#### [GIVEN TASK]
Extract the lines of the listing that begin at the line containing "point: brown murky" and continue through the end of the listing, and copy them without any changes.

#### [RECORDS SHOWN]
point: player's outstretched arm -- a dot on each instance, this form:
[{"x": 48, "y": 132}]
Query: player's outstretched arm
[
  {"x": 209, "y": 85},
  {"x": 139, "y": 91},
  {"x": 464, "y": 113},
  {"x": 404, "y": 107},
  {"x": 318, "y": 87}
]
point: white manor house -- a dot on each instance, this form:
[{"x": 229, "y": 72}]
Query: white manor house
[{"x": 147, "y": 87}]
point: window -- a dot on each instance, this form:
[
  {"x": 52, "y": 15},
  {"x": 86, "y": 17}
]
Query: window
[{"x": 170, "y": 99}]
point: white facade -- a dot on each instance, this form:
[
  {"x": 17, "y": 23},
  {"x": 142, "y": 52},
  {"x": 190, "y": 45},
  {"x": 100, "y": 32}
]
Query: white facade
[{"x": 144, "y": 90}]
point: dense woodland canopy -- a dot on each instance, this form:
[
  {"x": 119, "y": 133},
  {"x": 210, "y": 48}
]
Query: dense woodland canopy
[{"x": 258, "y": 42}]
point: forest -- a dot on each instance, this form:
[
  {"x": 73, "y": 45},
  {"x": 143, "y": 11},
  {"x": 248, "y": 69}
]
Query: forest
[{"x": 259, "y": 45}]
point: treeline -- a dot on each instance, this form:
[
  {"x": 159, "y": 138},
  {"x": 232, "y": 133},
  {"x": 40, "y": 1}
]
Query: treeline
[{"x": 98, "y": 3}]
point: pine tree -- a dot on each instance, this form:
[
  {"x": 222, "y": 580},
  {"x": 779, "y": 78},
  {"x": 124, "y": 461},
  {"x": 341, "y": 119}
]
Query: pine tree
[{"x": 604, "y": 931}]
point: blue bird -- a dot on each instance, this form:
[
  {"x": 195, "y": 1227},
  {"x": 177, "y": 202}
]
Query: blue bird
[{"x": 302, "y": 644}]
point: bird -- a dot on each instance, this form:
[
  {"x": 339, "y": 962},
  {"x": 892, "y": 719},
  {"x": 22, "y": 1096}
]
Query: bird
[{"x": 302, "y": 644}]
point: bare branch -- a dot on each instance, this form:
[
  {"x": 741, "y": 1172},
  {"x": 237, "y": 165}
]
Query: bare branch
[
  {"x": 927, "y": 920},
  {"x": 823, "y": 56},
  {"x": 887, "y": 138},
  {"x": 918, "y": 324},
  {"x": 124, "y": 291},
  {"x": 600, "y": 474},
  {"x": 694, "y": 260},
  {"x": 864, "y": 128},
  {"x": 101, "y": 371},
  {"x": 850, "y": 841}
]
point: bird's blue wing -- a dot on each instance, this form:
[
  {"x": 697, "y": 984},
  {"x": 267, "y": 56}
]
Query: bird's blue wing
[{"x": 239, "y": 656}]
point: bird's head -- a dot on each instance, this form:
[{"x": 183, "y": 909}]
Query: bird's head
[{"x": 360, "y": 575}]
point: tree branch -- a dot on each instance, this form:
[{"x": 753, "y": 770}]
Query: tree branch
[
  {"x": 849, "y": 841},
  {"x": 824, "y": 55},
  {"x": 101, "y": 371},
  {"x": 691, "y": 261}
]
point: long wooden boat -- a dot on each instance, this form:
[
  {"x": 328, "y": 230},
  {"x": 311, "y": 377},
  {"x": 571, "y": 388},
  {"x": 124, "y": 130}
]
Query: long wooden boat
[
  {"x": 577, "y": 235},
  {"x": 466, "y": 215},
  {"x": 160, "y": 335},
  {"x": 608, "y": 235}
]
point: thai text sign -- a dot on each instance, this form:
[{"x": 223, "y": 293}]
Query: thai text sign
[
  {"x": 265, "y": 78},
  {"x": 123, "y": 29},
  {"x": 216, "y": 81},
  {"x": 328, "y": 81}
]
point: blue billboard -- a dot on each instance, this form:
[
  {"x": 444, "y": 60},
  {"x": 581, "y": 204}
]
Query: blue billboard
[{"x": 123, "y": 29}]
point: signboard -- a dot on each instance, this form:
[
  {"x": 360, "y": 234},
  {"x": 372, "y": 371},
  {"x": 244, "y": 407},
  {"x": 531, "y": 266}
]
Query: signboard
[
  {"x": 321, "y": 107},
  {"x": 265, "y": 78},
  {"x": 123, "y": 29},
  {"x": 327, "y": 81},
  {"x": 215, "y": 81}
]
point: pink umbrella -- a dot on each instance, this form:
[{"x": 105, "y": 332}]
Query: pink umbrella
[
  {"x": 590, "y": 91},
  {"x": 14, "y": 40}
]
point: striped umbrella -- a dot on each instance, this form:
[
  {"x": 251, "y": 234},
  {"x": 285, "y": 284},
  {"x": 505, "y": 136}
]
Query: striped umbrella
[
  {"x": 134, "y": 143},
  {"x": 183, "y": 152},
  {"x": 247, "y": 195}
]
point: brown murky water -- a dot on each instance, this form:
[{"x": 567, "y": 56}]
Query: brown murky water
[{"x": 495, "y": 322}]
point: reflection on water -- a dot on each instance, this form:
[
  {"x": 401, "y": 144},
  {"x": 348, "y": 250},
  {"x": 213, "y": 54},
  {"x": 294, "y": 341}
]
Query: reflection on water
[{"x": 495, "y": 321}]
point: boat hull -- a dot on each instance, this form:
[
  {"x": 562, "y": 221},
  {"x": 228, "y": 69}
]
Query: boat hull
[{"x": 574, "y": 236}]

#### [EXPECTED ANSWER]
point: brown murky water -- a dot on each instance, this form:
[{"x": 567, "y": 56}]
Query: brown murky water
[{"x": 495, "y": 322}]
point: reflection on water -- a dot on each instance, this form:
[
  {"x": 401, "y": 144},
  {"x": 348, "y": 250},
  {"x": 213, "y": 54},
  {"x": 294, "y": 341}
]
Query: reflection on water
[{"x": 495, "y": 321}]
point: boat hull -- a dot on each instance, this form:
[
  {"x": 562, "y": 221},
  {"x": 228, "y": 69}
]
Query: boat hull
[{"x": 574, "y": 236}]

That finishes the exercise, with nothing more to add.